About this exercise – What does the data read, word for word, from the line containing "backpack shown in this photo." through its final line? Give those lines only.
*** Opening Source data ***
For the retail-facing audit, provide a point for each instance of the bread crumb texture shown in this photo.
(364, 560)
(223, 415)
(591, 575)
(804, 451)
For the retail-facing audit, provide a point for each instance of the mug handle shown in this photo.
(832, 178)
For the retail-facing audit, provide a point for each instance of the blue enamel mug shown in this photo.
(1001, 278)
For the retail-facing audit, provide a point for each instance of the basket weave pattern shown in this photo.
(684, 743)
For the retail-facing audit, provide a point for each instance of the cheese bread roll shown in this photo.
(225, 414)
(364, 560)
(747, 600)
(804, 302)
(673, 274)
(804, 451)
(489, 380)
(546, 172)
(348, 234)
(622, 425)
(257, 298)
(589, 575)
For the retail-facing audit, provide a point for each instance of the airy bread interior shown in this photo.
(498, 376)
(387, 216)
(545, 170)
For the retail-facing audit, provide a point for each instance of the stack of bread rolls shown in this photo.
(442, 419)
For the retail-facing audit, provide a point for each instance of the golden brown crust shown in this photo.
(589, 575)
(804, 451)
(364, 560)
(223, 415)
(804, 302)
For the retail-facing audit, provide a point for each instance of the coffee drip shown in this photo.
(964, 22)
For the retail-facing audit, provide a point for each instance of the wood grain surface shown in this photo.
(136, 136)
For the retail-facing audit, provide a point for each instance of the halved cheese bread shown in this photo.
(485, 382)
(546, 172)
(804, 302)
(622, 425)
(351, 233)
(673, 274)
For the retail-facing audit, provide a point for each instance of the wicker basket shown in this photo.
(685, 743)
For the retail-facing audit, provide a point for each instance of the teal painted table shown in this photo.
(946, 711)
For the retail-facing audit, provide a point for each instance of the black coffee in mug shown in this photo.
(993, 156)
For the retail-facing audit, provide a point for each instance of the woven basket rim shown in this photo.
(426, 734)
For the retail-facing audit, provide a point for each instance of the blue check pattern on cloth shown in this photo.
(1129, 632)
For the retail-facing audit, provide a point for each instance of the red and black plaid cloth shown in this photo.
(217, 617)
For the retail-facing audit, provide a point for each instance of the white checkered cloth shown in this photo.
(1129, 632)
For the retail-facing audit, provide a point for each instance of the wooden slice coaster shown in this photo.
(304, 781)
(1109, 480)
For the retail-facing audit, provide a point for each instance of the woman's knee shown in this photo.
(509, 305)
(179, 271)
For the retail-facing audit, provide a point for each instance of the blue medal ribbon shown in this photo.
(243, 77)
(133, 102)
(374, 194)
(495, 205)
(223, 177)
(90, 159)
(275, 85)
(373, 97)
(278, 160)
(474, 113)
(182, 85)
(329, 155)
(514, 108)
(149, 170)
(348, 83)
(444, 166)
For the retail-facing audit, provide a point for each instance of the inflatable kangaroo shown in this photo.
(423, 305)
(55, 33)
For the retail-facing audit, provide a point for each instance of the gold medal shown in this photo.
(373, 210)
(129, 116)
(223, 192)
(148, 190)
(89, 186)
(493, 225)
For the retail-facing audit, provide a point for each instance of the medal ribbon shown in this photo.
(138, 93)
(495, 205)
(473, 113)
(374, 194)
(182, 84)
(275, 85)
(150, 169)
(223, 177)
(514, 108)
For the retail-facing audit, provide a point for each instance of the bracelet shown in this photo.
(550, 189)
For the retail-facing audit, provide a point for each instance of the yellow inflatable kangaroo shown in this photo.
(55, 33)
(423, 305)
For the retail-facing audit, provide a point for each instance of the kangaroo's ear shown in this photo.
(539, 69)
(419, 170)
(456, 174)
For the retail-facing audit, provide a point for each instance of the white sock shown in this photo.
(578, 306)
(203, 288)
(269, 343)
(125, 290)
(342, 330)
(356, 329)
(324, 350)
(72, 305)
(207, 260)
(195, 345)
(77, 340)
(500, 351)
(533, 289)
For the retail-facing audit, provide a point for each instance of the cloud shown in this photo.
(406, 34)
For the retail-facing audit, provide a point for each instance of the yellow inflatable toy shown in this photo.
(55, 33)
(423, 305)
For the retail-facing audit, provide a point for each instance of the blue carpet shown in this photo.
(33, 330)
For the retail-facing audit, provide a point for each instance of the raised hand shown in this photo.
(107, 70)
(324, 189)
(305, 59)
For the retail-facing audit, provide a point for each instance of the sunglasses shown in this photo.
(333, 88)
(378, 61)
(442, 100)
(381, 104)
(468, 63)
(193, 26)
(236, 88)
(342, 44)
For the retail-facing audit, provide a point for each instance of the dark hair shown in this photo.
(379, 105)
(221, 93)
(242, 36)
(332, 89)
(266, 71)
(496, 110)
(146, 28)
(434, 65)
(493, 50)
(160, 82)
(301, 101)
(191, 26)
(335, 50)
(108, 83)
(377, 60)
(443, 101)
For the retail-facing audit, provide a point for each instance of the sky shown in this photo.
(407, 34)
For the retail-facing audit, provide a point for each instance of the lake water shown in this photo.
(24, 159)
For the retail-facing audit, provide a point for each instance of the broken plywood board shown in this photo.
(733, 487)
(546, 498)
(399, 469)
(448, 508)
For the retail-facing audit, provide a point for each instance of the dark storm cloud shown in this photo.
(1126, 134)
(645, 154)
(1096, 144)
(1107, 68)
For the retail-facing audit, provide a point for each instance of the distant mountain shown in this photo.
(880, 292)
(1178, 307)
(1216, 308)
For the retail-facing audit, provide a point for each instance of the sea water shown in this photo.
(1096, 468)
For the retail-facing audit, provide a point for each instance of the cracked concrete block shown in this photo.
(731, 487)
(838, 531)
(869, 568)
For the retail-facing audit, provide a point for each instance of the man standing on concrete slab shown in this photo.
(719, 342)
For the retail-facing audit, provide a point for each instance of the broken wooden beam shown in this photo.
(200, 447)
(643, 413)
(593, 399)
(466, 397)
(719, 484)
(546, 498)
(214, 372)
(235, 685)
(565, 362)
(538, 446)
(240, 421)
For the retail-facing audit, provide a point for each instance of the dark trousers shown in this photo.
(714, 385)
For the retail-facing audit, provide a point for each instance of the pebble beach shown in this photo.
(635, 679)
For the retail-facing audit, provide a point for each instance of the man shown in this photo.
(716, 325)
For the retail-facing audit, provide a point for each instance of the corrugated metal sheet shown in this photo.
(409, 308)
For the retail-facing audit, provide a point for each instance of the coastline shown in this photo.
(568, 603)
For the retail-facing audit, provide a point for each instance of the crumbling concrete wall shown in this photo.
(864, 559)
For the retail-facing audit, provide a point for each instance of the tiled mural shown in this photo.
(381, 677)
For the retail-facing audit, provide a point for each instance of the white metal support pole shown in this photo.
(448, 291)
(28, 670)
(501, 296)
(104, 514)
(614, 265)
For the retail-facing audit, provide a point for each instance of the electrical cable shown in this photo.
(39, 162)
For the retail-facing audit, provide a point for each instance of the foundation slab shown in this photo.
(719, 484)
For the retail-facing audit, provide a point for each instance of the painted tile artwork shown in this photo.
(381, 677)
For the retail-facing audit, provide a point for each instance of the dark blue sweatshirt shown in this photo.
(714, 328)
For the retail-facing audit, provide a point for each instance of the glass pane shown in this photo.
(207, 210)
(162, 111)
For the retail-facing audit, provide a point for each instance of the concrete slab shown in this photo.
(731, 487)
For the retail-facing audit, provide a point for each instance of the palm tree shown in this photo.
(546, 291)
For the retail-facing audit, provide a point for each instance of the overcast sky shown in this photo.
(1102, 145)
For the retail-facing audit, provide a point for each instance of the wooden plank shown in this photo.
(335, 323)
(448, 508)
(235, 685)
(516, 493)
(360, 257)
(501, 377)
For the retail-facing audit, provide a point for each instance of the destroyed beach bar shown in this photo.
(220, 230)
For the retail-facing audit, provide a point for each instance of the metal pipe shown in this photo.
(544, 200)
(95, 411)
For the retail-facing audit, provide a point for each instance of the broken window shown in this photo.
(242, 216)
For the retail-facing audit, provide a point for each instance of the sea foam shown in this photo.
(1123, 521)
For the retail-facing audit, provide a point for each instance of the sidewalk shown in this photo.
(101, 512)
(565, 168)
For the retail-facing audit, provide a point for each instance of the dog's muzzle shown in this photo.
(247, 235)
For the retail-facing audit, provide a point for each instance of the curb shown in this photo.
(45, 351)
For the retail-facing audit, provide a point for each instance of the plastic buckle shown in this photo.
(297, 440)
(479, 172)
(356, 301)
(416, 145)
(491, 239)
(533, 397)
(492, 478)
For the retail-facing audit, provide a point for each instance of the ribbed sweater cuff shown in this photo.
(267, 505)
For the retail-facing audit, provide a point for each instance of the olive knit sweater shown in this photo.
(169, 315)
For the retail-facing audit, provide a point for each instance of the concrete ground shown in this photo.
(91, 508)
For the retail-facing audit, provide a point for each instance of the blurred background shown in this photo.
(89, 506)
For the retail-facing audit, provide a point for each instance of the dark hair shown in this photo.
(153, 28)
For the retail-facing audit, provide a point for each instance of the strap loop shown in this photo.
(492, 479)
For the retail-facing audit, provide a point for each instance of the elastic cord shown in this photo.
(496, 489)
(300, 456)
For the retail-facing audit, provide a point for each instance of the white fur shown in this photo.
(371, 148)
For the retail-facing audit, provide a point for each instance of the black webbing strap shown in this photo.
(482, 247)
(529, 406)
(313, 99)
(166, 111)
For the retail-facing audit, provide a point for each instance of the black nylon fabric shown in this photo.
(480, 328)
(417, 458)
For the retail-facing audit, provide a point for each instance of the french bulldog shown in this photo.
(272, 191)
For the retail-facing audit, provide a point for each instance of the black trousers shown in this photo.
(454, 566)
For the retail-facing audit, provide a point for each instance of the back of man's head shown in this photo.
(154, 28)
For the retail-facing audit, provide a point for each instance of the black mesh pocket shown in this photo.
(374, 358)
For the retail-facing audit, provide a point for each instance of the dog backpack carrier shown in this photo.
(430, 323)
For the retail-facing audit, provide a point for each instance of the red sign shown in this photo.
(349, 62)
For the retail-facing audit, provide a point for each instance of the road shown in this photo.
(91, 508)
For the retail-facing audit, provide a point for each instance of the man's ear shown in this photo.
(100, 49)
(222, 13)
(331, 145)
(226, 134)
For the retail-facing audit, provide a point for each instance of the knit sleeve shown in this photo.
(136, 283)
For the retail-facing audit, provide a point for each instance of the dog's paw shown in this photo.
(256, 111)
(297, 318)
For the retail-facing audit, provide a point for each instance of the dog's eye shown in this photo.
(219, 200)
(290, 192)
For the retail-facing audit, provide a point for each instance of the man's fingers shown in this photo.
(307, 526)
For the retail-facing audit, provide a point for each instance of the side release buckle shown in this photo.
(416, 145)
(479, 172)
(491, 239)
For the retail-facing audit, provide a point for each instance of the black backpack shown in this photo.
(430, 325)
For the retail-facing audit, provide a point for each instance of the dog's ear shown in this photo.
*** Closing Source data ***
Exercise output –
For the retail-facing audit, provide a point for each instance of the black backpack shown in this photo.
(430, 325)
For the retail-facing audit, provide a point for each instance of the dog's ear shown in this photo.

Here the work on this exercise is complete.